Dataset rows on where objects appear
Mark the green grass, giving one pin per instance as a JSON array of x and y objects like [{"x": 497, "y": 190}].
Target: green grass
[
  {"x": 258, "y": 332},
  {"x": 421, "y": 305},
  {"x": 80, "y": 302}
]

Given request: Would you restate each of the entries word for word?

Output of the task:
Mark the green grass, giving one pin per instance as a JSON array of x and y objects like [{"x": 497, "y": 190}].
Target: green grass
[
  {"x": 258, "y": 332},
  {"x": 421, "y": 305},
  {"x": 80, "y": 302}
]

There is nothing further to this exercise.